> _Tasks and exercises_
a) Reproduce word for word the part of the Sidekiq jobs article starting with "To illustrate what" and going on through "destination_user.save!".
b) Which two job scheduling systems does the Sidekiq jobs article name as examples?

> _Page extract_
3 Best Practices for your Sidekiq Jobs
Most web applications today use some form of background job processing, or a job scheduling system like Sidekiq or Celery. A job processing framework provides many benefits, like being able to process jobs in parallel and scale your async workers independently of your other application servers. But these benefits come at the tradeoff of introducing new problems that our application needs to be aware of to prevent our application from entering an inconsistent state.
To illustrate what problems can occur, let's consider the following worker and database.
class TransferFundsWorker
include Sidekiq::Worker
def perform(source_user_id, destination_user_id, amount)
source_user = User.find source_user_id
destination_user = User.find destination_user_id
if source_user.balance < amount
# log error somewhere
return
end
source_user.balance -= amount
destination_user.balance += amount
source_user.save!
destination_user.save!
end
end
users
id | balance
1 | 100
2 | 200
3 | 50
Now let's call TransferFundsWorker.new.perform(1, 2, 50)
. Assuming this is the only worker running at this particular time, and our server runs without any faults, our application will run as expected. But what happens in the following cases?
- Your application dies midway through the function? Or there is a database error while committing one of the db writes?
- Your job scheduler multiple workers for transfers from the same source account at the same time?
- Your job scheduler calls the same worker twice sequentially
In each of these cases, there is a possibility that our application ends up in an inconsistent state. Here are 3 best practices you can follow to maintain database consistency in each of the three cases described above.

> _Stored rows_
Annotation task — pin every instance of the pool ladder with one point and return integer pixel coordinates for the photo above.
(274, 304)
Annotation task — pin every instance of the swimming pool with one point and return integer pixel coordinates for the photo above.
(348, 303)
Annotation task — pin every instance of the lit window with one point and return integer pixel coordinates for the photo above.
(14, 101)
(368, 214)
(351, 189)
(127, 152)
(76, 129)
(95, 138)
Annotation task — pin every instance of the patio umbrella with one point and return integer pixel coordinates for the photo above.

--

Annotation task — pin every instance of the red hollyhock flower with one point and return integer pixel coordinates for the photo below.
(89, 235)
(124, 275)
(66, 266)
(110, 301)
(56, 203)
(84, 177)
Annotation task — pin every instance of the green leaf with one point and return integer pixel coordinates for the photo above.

--

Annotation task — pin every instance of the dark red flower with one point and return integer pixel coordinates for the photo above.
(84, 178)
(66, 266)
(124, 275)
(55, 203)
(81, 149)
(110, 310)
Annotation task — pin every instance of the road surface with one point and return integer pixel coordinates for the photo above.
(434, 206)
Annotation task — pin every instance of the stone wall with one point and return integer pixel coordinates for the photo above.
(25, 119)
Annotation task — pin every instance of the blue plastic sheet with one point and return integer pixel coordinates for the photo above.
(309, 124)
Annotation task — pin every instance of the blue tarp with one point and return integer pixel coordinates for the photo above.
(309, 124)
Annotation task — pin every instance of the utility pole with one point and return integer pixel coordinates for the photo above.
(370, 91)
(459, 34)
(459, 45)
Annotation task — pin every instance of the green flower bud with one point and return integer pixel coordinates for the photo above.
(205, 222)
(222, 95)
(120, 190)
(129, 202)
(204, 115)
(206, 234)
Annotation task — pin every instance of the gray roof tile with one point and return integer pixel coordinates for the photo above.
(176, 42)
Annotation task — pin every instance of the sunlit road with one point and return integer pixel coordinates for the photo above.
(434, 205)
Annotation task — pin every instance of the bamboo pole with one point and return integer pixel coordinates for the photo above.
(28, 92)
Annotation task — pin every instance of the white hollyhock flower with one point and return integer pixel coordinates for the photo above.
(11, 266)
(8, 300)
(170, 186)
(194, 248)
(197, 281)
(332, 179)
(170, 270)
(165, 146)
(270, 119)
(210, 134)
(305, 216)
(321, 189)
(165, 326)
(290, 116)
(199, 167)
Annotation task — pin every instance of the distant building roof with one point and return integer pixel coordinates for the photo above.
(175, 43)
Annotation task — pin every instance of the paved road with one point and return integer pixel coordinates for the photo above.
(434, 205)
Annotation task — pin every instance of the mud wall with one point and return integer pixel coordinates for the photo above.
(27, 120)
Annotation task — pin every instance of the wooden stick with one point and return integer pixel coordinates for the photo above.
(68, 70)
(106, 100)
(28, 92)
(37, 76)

> _Answers_
a)
To illustrate what problems can occur, let's consider the following worker and database.
class TransferFundsWorker
include Sidekiq::Worker
def perform(source_user_id, destination_user_id, amount)
source_user = User.find source_user_id
destination_user = User.find destination_user_id
if source_user.balance < amount
# log error somewhere
return
end
source_user.balance -= amount
destination_user.balance += amount
source_user.save!
destination_user.save!

b) Sidekiq and Celery.